> _PEDIDO FEITO_
Altere o trecho do texto sobre Marselha que vai de "OS LOCAIS DE" a "Velho/ Vieux Port.", trocando "dois dias" por "três dias", e apresente-o reescrito.

E Agora Para Algo Completamente Diferente: Análise Crítica/Turística a Marselha (França)




Marselha é a capital da região francesa de Provence-Alpes-Côte d'Azur e é considerada a segunda cidade mais importante de França, sendo apenas superada em população e importância comercial e cultural por Paris, a capital do país. Os seus galardões históricos são de conhecimento público, afinal de contas estamos a falar de uma das cidades mais conhecidas e visitadas de França e da Europa que conta com raízes culturais e sociais que remontam à pré-história. Embora a história de Marselha seja rica em importância estratégica, histórica e política, como ponto turístico não é de todo um paraíso, pelo menos em comparação com outras cidades francesas.

OS LOCAIS DE INTERESSE

Ao contrário de Paris, Marselha pode ser facilmente visitada de uma forma prática no espaço de dois dias. Não é por isso o local ideal para uma visita de longa duração, já que o interesse turístico e cultural da cidade esgota-se num curto espaço de tempo. Posto isto, Marselha tem os seus pontos históricos que devem ser vistos pelo menos uma vez na vida. O principal é, na minha opinião, o Porto Velho/ Vieux Port. 
Para quem não sabe, Marselha é desde a antiguidade uma cidade portuária que deve muito da sua economia às industrias do mar. Nos dias que correm o Porto Velho já não é tanto um porto marítimo, mas sim uma grande marina que acolhe embarcações de pequeno porte, algumas delas luxuosas, mas outras bastante humildes. A sua importância reduz-se portanto ao seu apelo turístico, já que a rota comercial e industrial de Marselha passa, por estes dias, pelo vizinho Grande Porto de Marselha, esse sim o local onde os cruzeiros de luxo e os maiores navios de mercadoria atracam. Em termos comparativos, o Porto Velho equivale à Marina de Albufeira de Portugal, tendo claro está um tamanho e uma relevância turística muito maior.

> _DADOS APRESENTADOS_
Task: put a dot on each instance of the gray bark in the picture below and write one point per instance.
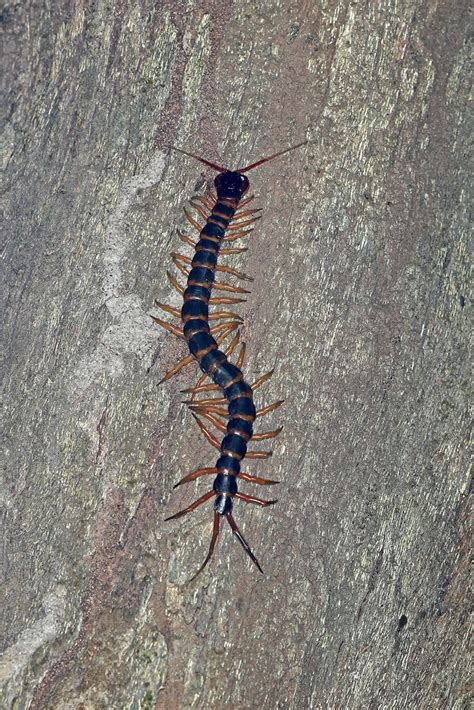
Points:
(360, 303)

> _RESPOSTA COMPLETA_
OS LOCAIS DE INTERESSE

Ao contrário de Paris, Marselha pode ser facilmente visitada de uma forma prática no espaço de três dias. Não é por isso o local ideal para uma visita de longa duração, já que o interesse turístico e cultural da cidade esgota-se num curto espaço de tempo. Posto isto, Marselha tem os seus pontos históricos que devem ser vistos pelo menos uma vez na vida. O principal é, na minha opinião, o Porto Velho/ Vieux Port.